#### Esercizi da svolgere
**a)** Rispondi alle seguenti domande sul testo dedicato alle associazioni di familiari e di utenti.
(i) Da chi è costituito un gruppo di Auto Mutuo Aiuto?
(ii) Di che tipo sono gli interventi con cui le Organizzazioni di Volontariato possono aiutare la famiglia e la persona con un disturbo?
(iii) A quale FAQ si rimanda per l'elenco di Associazioni presente nel Portale?
**b)** Estrai dal testo sulle associazioni di familiari e di utenti il tratto che va da "Vi sono anche" fino a "(vedi FAQ 30).", senza cambiare nemmeno una parola.

#### Testo di studio
Ti puoi rivolgere ad una Associazione di familiari o di utenti (se sei utente di un servizio) fin dall’inizio del tuo problema perché essa svolge una funzione informativa e può orientarti nel rapporto con i servizi. Vi sono associazioni che offrono anche servizi o attività per gli utenti (laboratori, accompagnamento, sostegno al lavoro, all’abitare supportato…). Inoltre con alcune Associazioni hai la possibilità di partecipare ad un gruppo di Auto Mutuo Aiuto (AMA, vedi FAQ 29) costituito da familiari che si incontrano periodicamente per scambiarsi informazioni, esperienze, consigli e sostenersi l’un l’altro. Ti potrai sentire più sollevato/a e capace di affrontare l’assistenza della persona sofferente, soprattutto se sei il familiare più coinvolto (il cosiddetto caregiver).

Vi sono anche delle Organizzazioni di Volontariato (vedi FAQ 31) che possono aiutare la famiglia e la persona con un disturbo attraverso interventi gratuiti di vario tipo: dall’accompagnamento al sostegno morale o domiciliare, all’animazione in centri diurni o strutture esterne.

Nel Portale vi è un elenco di diverse Associazioni che è possibile contattare (vedi FAQ 30).

#### Materiale fornito
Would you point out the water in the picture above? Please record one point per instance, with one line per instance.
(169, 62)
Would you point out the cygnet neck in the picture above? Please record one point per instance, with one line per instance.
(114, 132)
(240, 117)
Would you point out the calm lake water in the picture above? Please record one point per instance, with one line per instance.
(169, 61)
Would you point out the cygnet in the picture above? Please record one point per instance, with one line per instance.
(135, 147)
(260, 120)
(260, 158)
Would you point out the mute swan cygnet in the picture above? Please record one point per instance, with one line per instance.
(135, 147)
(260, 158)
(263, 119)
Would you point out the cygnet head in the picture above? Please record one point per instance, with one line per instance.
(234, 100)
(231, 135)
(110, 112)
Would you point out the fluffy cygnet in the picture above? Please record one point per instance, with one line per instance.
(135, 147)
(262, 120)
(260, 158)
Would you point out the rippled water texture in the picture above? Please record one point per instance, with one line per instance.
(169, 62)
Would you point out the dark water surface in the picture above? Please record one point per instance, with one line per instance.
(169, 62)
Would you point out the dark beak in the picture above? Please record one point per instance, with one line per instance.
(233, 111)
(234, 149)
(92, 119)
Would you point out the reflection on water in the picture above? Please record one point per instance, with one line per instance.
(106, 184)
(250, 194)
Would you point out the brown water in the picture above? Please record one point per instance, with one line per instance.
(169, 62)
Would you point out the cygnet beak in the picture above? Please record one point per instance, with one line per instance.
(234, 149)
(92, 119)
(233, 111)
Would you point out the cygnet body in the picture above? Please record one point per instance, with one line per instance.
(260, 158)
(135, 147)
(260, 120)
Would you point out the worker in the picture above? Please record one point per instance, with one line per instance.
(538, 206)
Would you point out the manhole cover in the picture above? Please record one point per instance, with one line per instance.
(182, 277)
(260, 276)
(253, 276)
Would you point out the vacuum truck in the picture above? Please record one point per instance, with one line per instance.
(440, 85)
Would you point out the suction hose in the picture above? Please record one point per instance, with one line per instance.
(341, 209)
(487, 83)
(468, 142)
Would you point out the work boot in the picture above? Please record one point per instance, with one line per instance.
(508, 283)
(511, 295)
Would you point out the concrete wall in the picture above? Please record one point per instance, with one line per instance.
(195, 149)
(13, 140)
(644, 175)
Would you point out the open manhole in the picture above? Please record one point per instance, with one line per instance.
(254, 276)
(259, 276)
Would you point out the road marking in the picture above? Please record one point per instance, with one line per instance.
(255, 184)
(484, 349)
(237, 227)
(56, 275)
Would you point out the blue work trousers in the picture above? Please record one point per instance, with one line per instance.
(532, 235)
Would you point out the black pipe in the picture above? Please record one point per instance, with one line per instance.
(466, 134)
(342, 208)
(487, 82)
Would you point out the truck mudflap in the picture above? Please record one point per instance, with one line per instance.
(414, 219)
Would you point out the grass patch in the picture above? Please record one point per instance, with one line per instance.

#### Soluzioni
**a)**
(i) È costituito da familiari che si incontrano periodicamente per scambiarsi informazioni, esperienze, consigli e sostenersi l'un l'altro.
(ii) Sono interventi gratuiti di vario tipo: dall'accompagnamento al sostegno morale o domiciliare, all'animazione in centri diurni o strutture esterne.
(iii) Si rimanda alla FAQ 30.

**b)**
Vi sono anche delle Organizzazioni di Volontariato (vedi FAQ 31) che possono aiutare la famiglia e la persona con un disturbo attraverso interventi gratuiti di vario tipo: dall’accompagnamento al sostegno morale o domiciliare, all’animazione in centri diurni o strutture esterne.

Nel Portale vi è un elenco di diverse Associazioni che è possibile contattare (vedi FAQ 30).